Exercise requirements:
[A] In the essay on academic quit lit, rewrite everything from "Anyway, they're both" down to "to have expected.", putting "visiting position" in place of "lectureship".
[B] Translate this sentence from the essay on academic quit lit into Spanish: "What brings on these ruminations, however, is a recent piece of quit lit that's been making the rounds."
[C] Continue the essay on academic quit lit from its final sentence.

Selected text:
Anyway, they're both related subgenres of academic writing, since the job market is the major reason we leave academia. While I'd personally never stop trying to read, write, and publish everything I could, academia's still the only occupation (other than lottery winner) where you can do that full time. Even today, though, I still can't believe my unimaginable good luck in landing a lectureship at the U of Arizona. Although anything less than a tenure-track position at a major research university can't honestly count as a "dream job," but still, landing a lectureship at a major research university is certainly a "daydream" job. It's beyond anything I could have reasonably hoped to have expected.
What brings on these ruminations, however, is a recent piece of quit lit that's been making the rounds. A historian named Erin Bartram wrote on her blog the following post, The Sublimated Grief of the Left Behind. It's a powerful piece of writing. After the post went viral, though, I was even more struck by Bartram's follow-up, an interview she did for The Chronicle of Higher Education, which can be found here.
Some of the highlights of that interview:
- "There are countless people who have . . . go look at my CV and find reasons why I didn’t get a job."
- Yes. Although I'm as bad at c.v.-stalking as anyone else, it's also a cop-out to "explain" her lack of job by what's on her c.v.. You must do everything you can to bolster that document, but luck will always be the major reason anyone gets a job in this market. As proud as I am of my c.v. at this stage in my career, I still just got lucky to find the right job at the right time.

(Data entries)
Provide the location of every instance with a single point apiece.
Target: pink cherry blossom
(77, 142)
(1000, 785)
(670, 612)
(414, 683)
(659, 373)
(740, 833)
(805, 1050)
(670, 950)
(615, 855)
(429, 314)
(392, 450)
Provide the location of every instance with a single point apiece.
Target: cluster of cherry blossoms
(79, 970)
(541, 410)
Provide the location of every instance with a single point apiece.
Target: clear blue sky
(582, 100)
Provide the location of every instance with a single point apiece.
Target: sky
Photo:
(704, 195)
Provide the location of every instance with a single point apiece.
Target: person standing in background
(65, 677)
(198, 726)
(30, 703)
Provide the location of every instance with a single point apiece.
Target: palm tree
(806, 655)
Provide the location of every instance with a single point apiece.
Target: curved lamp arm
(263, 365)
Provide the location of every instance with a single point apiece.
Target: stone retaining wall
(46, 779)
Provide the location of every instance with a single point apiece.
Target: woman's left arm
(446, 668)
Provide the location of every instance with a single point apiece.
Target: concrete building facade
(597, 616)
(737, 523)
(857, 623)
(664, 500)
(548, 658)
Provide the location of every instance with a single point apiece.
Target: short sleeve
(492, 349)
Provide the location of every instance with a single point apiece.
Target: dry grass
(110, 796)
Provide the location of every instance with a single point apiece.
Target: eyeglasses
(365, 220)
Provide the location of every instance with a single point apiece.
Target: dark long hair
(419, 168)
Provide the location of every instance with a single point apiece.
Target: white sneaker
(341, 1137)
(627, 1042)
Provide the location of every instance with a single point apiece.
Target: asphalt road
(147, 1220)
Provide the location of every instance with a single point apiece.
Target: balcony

Outputs by task:
[A]
Anyway, they're both related subgenres of academic writing, since the job market is the major reason we leave academia. While I'd personally never stop trying to read, write, and publish everything I could, academia's still the only occupation (other than lottery winner) where you can do that full time. Even today, though, I still can't believe my unimaginable good luck in landing a visiting position at the U of Arizona. Although anything less than a tenure-track position at a major research university can't honestly count as a "dream job," but still, landing a visiting position at a major research university is certainly a "daydream" job. It's beyond anything I could have reasonably hoped to have expected.

[B] Lo que provoca estas reflexiones, sin embargo, es un texto reciente del género «quit lit» que ha estado circulando.

[C]
- "people I know have been turned down for jobs when their CVs as candidates already had more publications on them than senior members of that committee. That hurts."
- Understatement. And -- anger, although deep down we all know that it's not really the fault of those academics entrenched in the system.
- The "survivor's guilt" of someone getting an actual academic job.
- Yes, yes, and double yes. Even reading about the murderous workloads of my friends who got community college jobs (and these are the "lucky" grad school survivors who weren't forced out of academia), my own sense of guilt is fine-honed. Once again, no matter how diligently one works on one's c.v., the most important factor at the end of the day is still just luck. And that realization makes life seem very, very precarious.